Extracted data entries:
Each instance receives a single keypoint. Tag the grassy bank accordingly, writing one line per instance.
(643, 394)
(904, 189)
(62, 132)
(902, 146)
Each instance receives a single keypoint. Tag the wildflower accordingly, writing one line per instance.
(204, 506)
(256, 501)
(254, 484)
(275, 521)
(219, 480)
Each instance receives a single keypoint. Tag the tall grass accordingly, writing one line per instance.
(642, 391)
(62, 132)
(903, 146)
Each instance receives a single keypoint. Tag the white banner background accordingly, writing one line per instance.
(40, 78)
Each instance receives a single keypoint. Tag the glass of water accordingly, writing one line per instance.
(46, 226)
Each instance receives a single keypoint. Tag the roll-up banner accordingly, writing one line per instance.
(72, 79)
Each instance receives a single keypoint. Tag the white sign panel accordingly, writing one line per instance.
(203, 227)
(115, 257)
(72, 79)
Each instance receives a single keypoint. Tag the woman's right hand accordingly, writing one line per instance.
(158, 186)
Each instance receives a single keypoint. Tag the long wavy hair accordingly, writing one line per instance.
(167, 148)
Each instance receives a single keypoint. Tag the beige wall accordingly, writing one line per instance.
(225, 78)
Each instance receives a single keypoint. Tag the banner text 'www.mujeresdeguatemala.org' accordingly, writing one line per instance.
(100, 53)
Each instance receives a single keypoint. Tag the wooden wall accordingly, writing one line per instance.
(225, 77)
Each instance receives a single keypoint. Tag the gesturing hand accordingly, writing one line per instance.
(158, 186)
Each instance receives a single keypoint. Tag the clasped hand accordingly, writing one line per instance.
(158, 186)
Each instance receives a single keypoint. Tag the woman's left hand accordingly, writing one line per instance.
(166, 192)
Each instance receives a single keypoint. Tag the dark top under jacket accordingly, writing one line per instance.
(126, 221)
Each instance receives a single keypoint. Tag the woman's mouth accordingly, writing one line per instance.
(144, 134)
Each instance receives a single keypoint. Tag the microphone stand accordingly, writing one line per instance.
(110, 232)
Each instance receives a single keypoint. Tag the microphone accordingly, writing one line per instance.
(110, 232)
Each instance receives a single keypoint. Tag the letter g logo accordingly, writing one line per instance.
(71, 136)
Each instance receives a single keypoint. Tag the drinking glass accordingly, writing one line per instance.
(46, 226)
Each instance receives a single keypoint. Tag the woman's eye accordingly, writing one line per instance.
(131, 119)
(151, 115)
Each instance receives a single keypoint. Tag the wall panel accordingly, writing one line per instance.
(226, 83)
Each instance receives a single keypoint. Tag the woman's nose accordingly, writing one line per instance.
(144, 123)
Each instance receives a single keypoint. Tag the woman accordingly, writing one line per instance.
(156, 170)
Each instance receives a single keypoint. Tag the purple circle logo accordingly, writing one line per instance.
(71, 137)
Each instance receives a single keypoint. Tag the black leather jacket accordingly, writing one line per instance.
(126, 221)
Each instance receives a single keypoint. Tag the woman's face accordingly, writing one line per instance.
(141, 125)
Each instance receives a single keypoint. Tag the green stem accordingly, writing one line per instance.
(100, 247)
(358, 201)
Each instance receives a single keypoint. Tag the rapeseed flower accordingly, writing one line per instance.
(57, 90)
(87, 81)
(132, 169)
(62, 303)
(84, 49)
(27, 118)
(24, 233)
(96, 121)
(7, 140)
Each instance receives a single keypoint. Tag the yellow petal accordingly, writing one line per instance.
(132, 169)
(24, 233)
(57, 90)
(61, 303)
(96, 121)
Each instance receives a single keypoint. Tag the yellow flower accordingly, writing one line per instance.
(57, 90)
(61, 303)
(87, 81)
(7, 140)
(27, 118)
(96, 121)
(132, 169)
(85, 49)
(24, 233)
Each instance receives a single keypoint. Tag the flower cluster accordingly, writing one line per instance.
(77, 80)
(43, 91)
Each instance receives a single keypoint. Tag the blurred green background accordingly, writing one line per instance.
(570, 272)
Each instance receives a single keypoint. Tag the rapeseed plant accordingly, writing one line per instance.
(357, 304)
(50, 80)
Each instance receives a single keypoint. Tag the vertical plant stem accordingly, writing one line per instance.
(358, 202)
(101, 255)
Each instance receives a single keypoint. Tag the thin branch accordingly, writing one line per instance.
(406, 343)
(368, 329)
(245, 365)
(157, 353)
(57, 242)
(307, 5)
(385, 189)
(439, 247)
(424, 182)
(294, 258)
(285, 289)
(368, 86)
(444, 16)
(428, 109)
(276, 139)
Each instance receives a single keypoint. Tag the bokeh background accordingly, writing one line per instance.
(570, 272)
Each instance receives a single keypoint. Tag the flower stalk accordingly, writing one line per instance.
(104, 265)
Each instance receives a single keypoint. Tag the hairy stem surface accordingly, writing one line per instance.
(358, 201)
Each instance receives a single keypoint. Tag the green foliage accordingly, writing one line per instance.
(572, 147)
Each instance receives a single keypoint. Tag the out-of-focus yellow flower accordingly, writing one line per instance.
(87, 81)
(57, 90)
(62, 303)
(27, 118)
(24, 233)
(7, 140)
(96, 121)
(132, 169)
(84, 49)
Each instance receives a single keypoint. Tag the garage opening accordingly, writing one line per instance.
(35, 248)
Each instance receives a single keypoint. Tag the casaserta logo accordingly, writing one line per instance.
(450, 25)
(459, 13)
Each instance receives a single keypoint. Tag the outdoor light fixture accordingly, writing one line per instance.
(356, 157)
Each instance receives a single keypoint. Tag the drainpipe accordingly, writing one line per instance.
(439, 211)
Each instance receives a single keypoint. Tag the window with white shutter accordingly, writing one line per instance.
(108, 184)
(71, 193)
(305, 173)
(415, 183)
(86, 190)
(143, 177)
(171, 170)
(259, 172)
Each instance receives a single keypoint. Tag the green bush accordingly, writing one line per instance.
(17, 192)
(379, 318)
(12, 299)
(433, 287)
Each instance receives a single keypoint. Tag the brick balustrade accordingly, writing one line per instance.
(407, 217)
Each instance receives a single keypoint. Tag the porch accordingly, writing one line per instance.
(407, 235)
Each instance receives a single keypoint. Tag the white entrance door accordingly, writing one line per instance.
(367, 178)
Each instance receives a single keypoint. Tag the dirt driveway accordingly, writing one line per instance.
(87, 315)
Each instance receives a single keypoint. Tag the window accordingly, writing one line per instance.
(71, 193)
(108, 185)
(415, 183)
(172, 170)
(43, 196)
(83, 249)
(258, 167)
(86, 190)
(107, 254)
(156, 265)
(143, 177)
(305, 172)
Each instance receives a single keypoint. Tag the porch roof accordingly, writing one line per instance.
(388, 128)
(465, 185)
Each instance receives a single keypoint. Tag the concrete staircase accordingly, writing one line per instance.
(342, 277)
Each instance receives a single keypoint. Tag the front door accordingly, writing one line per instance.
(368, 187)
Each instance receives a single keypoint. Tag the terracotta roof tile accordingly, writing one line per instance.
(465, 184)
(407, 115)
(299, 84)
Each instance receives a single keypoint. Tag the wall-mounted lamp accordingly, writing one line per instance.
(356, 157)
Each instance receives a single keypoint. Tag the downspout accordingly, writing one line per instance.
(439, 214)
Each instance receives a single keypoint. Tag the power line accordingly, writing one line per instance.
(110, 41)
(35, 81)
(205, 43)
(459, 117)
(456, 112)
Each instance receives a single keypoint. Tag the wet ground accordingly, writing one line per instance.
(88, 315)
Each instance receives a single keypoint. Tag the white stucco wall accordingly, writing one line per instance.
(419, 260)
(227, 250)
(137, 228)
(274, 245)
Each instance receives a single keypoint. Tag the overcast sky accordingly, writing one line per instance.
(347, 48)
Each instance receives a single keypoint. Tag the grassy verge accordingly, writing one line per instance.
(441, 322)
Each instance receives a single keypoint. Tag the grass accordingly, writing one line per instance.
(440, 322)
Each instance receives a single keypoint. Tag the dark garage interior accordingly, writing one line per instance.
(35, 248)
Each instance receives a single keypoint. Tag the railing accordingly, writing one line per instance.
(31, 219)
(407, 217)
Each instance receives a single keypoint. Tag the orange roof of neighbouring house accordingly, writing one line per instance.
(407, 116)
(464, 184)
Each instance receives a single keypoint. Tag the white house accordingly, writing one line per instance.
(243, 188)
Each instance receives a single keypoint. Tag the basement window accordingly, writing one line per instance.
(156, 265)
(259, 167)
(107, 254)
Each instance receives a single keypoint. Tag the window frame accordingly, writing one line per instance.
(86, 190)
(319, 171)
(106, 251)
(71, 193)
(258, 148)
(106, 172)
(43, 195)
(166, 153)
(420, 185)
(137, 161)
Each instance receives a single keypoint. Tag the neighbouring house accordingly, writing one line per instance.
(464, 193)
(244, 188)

Work to complete:
Copy out the lines from the line containing "Each instance receives a single keypoint. Tag the power" to the end of the listing above, without alteration.

Solution below:
Each instance receives a single keypoint. Tag the power line accordingly, writing one line per instance.
(110, 41)
(35, 81)
(205, 43)
(459, 117)
(456, 112)
Each instance receives a single keypoint. Tag the wet ground accordingly, writing one line per instance.
(88, 315)
Each instance receives a single keypoint. Tag the white stucco wall accordingly, writing one line per instance.
(419, 260)
(227, 250)
(137, 228)
(274, 245)
Each instance receives a single keypoint. Tag the overcast sky accordingly, writing one line per instance.
(347, 48)
Each instance receives a single keypoint. Tag the grassy verge accordingly, writing one line per instance.
(441, 322)
Each instance receives a single keypoint. Tag the grass accordingly, writing one line per instance.
(440, 322)
Each instance receives a single keypoint. Tag the dark garage interior accordingly, writing one line per instance.
(35, 248)
Each instance receives a single keypoint. Tag the railing accordingly, writing one line per instance.
(31, 219)
(407, 217)
Each instance receives a single keypoint. Tag the orange roof of neighbouring house accordingly, writing one line per instance.
(407, 116)
(464, 184)
Each instance receives a single keypoint. Tag the white house accordingly, writing one line per instance.
(243, 188)
Each instance receives a single keypoint. Tag the basement window accordingly, writing one line per instance.
(156, 265)
(259, 167)
(107, 254)
Each instance receives a single keypoint. Tag the window frame accordingly, writing one line per instance.
(86, 190)
(319, 171)
(106, 251)
(71, 193)
(258, 148)
(106, 172)
(43, 195)
(166, 153)
(420, 185)
(137, 161)
Each instance receives a single keypoint. Tag the neighbouring house accordingly, writing one line per instance.
(464, 193)
(244, 188)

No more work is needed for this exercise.